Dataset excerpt

—————

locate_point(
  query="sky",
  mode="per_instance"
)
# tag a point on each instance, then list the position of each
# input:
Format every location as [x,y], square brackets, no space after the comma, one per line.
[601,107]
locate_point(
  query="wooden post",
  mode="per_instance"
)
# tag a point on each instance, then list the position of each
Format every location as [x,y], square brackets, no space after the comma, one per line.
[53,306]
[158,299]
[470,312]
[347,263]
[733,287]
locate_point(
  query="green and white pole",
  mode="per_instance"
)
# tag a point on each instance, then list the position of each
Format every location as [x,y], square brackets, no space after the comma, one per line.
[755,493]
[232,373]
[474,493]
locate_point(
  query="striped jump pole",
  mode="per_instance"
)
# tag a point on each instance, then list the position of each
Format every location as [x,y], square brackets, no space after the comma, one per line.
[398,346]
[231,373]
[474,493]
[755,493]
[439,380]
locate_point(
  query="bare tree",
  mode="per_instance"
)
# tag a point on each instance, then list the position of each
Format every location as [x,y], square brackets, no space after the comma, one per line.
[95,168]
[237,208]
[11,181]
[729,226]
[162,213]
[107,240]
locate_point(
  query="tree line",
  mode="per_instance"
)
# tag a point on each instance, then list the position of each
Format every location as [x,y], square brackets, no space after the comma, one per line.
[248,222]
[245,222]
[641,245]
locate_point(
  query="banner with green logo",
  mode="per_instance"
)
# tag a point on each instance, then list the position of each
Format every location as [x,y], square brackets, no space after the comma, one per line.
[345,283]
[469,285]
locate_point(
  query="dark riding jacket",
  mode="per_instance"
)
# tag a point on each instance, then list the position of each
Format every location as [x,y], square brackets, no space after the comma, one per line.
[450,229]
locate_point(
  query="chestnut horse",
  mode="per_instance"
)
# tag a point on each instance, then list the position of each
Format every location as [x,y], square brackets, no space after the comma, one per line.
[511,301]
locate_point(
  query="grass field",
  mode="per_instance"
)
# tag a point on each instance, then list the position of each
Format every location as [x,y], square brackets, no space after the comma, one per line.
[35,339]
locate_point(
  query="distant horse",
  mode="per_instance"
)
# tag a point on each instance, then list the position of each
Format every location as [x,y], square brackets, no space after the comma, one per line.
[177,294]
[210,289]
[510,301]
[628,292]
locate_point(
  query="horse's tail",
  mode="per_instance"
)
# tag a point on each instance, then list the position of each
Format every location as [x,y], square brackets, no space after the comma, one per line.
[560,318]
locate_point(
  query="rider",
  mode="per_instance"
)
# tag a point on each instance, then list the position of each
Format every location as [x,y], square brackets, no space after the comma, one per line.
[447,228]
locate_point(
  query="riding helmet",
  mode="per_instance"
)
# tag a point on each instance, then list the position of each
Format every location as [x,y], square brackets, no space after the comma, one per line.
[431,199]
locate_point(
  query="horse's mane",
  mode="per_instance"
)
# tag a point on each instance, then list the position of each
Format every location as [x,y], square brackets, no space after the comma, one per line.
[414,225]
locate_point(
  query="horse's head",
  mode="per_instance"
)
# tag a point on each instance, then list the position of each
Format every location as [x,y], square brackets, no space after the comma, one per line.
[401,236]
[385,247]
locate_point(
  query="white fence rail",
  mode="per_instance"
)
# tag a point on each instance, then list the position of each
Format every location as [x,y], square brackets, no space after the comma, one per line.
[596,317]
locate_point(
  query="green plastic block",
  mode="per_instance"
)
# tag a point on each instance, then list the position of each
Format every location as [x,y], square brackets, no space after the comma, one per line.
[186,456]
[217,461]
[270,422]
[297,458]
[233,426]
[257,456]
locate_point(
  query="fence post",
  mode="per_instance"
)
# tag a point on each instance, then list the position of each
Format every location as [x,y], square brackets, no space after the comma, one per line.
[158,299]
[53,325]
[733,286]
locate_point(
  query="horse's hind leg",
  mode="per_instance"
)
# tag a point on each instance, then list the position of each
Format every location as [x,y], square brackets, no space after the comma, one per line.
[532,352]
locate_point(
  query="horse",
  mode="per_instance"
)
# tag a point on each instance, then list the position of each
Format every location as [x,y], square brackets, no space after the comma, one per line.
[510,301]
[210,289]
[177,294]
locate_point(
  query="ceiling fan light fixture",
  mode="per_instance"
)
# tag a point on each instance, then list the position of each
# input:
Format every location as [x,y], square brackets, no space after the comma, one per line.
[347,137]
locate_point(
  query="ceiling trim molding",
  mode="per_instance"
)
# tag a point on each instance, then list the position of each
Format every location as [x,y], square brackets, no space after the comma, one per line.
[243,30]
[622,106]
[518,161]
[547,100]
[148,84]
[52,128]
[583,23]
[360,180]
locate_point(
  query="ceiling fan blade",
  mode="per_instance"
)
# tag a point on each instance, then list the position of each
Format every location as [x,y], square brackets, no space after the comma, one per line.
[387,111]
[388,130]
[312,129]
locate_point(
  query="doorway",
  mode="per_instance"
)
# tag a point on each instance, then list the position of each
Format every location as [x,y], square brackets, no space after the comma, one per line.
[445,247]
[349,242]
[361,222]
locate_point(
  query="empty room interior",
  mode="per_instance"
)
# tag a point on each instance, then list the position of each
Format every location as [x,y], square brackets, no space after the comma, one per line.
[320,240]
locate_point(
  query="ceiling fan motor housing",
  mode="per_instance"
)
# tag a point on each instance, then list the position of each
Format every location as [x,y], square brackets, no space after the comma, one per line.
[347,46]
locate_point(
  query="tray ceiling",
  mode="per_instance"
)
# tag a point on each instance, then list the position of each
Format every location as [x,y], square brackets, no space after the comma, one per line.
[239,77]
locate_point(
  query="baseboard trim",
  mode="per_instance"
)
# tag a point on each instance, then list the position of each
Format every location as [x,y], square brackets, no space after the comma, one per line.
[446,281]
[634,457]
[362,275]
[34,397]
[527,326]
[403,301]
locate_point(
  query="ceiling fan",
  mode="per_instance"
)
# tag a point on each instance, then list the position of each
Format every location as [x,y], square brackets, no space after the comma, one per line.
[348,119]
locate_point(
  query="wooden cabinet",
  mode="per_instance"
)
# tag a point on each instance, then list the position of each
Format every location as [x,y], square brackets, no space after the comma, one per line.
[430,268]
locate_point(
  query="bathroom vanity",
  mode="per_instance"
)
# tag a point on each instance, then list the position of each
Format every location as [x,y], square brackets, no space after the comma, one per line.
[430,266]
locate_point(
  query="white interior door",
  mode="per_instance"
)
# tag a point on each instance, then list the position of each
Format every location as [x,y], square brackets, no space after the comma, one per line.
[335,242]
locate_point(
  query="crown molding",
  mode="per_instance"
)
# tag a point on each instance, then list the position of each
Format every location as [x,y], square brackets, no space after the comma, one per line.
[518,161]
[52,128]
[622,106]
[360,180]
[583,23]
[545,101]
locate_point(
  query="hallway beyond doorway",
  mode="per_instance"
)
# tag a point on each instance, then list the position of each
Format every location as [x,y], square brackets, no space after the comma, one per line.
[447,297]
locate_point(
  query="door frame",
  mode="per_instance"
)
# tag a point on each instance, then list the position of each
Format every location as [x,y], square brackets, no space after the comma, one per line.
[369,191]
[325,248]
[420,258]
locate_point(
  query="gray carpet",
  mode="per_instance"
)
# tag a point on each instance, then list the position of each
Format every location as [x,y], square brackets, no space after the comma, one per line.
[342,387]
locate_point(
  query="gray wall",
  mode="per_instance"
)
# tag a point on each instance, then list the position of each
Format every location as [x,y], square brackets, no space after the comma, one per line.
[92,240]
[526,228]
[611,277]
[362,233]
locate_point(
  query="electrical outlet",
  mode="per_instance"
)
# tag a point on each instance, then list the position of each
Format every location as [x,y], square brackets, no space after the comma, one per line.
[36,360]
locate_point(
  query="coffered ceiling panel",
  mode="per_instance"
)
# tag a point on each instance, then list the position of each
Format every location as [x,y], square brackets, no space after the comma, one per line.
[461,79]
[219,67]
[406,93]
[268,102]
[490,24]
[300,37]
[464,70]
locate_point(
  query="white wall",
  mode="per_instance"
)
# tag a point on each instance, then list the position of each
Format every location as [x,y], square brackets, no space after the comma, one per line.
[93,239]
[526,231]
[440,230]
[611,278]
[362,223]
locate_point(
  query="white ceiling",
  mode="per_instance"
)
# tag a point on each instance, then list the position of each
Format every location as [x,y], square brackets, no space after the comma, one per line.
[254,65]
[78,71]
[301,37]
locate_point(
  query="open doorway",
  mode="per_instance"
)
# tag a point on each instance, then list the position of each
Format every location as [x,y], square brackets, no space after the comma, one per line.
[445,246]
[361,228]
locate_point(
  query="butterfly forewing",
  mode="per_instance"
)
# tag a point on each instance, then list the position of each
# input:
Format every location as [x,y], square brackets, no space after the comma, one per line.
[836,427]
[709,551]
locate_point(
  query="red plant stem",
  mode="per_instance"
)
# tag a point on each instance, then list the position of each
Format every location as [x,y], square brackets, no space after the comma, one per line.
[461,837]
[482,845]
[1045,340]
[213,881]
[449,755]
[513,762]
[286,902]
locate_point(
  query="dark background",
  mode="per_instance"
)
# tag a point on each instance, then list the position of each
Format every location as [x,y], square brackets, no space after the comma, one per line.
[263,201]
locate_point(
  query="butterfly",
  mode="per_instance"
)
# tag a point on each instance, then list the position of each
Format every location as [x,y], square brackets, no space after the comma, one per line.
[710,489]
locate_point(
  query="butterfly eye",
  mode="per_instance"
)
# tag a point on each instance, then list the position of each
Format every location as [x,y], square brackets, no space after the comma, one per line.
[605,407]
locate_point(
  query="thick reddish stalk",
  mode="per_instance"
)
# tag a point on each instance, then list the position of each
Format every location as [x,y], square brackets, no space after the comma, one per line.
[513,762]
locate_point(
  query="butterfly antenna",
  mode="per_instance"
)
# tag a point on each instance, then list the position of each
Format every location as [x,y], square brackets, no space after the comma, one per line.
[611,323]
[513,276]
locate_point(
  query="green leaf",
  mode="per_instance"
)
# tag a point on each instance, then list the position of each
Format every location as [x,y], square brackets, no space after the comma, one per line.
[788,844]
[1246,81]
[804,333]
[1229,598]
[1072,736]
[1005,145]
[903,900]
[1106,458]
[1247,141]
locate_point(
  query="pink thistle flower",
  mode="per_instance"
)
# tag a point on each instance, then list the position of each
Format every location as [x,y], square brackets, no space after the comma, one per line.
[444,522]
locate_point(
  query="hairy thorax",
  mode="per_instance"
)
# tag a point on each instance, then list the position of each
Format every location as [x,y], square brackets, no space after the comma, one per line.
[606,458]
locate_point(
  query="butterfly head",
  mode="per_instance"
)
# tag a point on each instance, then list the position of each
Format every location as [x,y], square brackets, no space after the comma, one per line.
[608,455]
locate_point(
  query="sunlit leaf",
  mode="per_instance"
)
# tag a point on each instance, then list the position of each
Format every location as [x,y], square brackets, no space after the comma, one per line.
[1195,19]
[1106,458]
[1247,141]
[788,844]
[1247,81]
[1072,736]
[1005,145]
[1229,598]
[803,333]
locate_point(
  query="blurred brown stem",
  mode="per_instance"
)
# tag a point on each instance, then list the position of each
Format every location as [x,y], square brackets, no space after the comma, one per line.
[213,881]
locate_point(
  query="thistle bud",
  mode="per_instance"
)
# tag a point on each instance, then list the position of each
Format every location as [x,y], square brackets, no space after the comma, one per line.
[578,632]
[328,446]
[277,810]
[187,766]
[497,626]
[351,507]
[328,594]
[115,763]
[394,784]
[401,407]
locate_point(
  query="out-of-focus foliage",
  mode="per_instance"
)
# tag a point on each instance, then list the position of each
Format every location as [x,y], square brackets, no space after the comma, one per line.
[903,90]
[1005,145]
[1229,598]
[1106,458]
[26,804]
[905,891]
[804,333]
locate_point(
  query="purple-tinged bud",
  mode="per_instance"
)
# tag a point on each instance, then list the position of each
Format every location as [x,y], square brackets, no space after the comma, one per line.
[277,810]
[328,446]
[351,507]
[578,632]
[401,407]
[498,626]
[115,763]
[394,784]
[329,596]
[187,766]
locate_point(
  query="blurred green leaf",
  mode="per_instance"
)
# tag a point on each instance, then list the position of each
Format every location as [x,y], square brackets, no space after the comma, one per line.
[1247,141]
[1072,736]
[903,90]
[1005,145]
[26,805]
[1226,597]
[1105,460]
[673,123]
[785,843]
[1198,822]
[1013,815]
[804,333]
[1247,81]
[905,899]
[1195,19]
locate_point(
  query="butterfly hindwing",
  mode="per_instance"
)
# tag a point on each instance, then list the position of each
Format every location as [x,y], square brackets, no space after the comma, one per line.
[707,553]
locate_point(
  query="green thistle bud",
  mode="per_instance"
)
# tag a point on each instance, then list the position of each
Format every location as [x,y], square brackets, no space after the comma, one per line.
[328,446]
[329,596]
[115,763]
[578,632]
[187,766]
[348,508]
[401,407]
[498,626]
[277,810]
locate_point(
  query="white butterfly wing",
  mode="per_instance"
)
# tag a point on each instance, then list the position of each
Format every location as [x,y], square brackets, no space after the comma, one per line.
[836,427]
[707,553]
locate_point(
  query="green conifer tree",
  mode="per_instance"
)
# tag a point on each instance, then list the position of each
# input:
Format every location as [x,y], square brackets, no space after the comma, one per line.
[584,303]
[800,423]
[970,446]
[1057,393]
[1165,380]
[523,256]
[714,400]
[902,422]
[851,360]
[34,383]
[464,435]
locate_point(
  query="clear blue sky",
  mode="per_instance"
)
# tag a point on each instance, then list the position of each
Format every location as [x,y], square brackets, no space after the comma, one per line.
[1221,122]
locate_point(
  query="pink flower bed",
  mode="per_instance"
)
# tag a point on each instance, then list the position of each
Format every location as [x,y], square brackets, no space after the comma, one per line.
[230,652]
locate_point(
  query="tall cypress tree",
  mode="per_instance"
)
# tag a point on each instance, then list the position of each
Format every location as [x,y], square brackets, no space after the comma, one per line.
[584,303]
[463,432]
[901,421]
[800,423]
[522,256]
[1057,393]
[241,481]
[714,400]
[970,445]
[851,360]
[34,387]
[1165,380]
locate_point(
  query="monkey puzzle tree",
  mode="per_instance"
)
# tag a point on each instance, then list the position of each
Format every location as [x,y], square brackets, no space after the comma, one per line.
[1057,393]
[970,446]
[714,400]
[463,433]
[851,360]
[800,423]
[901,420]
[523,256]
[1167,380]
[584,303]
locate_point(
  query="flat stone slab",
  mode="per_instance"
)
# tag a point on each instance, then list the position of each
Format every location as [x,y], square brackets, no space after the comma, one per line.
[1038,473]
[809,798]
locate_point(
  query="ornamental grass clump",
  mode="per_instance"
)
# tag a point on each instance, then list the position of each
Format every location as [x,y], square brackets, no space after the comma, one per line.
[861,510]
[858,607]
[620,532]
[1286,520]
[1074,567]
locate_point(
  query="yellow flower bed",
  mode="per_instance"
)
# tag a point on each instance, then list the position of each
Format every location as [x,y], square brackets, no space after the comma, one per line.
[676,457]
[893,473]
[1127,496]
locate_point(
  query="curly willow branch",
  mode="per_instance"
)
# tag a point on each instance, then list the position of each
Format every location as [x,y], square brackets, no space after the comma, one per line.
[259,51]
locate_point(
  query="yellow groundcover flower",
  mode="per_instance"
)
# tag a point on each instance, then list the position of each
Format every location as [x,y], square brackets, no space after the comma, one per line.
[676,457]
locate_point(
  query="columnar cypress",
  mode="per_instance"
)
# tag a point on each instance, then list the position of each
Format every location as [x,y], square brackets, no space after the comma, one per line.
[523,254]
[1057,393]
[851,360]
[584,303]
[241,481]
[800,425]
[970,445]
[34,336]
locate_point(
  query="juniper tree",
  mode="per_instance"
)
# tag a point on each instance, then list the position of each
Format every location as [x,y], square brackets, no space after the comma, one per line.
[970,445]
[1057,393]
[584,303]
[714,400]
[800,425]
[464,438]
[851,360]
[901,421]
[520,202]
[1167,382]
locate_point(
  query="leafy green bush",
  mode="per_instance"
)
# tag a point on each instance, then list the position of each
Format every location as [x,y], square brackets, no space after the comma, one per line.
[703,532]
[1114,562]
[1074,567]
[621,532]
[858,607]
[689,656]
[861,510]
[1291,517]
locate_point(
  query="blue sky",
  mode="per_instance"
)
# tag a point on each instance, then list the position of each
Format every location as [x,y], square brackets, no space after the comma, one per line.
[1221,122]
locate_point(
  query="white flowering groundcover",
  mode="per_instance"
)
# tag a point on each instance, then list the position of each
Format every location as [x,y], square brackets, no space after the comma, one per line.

—————

**What to do**. Report every line of the material above that contains the word "doorway".

**Solution to the problem**.
  query="doorway",
  query="hallway beyond doorway",
  query="open doorway",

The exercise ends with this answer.